All records below must be retyped exactly.

* * * * * * * * *

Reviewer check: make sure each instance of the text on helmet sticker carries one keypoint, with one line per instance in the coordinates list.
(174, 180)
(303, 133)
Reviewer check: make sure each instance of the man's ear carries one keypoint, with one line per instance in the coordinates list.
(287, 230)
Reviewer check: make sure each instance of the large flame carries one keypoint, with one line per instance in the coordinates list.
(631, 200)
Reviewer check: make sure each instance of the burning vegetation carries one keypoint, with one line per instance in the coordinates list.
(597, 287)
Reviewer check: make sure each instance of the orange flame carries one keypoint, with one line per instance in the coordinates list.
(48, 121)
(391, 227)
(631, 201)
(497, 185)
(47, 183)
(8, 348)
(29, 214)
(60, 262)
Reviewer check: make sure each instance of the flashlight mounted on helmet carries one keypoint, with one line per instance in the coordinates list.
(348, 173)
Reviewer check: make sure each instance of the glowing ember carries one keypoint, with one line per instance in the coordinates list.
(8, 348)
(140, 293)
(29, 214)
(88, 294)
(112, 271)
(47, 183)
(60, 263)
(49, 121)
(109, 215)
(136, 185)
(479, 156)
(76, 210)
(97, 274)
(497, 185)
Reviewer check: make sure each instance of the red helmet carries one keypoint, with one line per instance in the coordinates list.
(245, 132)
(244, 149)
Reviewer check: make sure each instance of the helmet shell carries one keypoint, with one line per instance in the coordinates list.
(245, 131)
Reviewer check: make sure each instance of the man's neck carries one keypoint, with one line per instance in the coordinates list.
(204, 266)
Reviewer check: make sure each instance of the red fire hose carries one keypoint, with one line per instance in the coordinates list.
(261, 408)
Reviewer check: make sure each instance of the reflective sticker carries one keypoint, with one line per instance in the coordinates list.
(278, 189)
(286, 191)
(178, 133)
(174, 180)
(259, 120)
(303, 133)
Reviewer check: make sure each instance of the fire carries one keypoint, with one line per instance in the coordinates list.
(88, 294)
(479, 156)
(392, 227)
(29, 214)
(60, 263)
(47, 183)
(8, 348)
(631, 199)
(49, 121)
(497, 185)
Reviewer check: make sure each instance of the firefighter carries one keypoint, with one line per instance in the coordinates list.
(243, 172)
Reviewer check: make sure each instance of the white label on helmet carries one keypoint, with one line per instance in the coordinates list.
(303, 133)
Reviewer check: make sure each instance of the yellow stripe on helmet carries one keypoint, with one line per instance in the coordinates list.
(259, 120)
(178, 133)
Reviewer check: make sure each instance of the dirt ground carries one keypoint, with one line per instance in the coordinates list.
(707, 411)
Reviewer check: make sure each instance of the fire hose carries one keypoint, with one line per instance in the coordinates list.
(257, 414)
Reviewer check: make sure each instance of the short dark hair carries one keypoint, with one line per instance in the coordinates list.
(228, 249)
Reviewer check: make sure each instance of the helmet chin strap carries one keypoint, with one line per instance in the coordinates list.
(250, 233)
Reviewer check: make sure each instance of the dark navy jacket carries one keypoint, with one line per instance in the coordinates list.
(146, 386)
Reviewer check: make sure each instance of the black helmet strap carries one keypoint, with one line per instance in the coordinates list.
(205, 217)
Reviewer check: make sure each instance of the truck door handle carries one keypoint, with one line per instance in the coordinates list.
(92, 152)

* * * * * * * * *

Output for this task ->
Reviewer check: make sure each instance of the text on helmet sticker carries one keypoint, with one line per instance in the coordinates list.
(174, 180)
(303, 133)
Reviewer check: make sure each instance of the man's ear carries one keypoint, with one line per instance in the coordinates list.
(287, 230)
Reviewer check: make sure each instance of the large flame carries one keypoint, with one line per instance in the coordinates list.
(631, 200)
Reviewer check: make sure each instance of the burning vegetation carries one keypoint, with one line per instance in the coordinates list.
(597, 287)
Reviewer check: make sure each instance of the orange flame carries one keypoint, with one line per instance in the coordinates list.
(48, 121)
(391, 227)
(631, 201)
(497, 185)
(47, 183)
(8, 348)
(29, 214)
(60, 262)
Reviewer check: make sure each instance of the flashlight mounted on helmet carries one keypoint, with one line per instance in the coordinates list.
(348, 173)
Reviewer check: make sure each instance of the glowing ember carries one keypoint, with one line per instance in the coordinates list.
(8, 348)
(140, 293)
(29, 214)
(88, 294)
(112, 271)
(47, 183)
(60, 263)
(49, 121)
(109, 215)
(136, 185)
(479, 156)
(76, 210)
(97, 274)
(497, 185)
Reviewer check: make sure each instance of the red helmet carries one keypoint, with one line per instance in the coordinates list.
(245, 132)
(244, 149)
Reviewer check: make sure each instance of the helmet shell carries one keypoint, with one line per instance in the coordinates list.
(245, 131)
Reviewer check: make sure each instance of the man's neck carries one keypoint, with one line per instance in the coordinates list.
(204, 266)
Reviewer check: make sure each instance of the red fire hose carries one keypoint, with one line per instance in the coordinates list.
(261, 408)
Reviewer check: make sure each instance of the reflective sticker carries one keypoint, with one line per instance in the coordinates list.
(278, 189)
(286, 191)
(178, 133)
(174, 180)
(259, 120)
(303, 133)
Reviewer check: make sure each instance of the fire carries one keypoint, with one line per instance in the coordinates list.
(88, 294)
(479, 156)
(392, 227)
(29, 214)
(60, 263)
(47, 183)
(8, 348)
(631, 199)
(49, 121)
(497, 185)
Reviewer check: make sure each instance of the firefighter carries one keypoint, with one line per instance in the coordinates list.
(243, 172)
Reviewer check: make sure each instance of the white label on helmet carries one keypoint, with one line per instance in the coordinates list.
(303, 133)
Reviewer check: make sure each instance of the yellow stripe on helmet carries one keypoint, with one line per instance in the coordinates list.
(259, 120)
(178, 133)
Reviewer check: make sure each instance of the dirt ground carries one keypoint, with one line per instance in the coordinates list.
(707, 411)
Reviewer check: make sure each instance of the fire hose carries one keypoint, with one line per instance in the coordinates list.
(257, 414)
Reviewer check: make sure each instance of the short dark hair carries one keypoint, with one line per instance in the coordinates list.
(228, 249)
Reviewer check: make sure each instance of the helmet chin strap carries one keypoint, with one line per instance in the coordinates list.
(250, 233)
Reviewer check: make sure each instance of the dark navy jacket carries one keypoint, with one line per instance in the coordinates list.
(146, 386)
Reviewer check: make sure each instance of the black helmet strap carries one keypoint, with one line per instance in the coordinates list.
(205, 217)
Reviewer check: make sure each instance of the truck door handle carries one keypoint, with one line per instance in the coordinates list.
(92, 152)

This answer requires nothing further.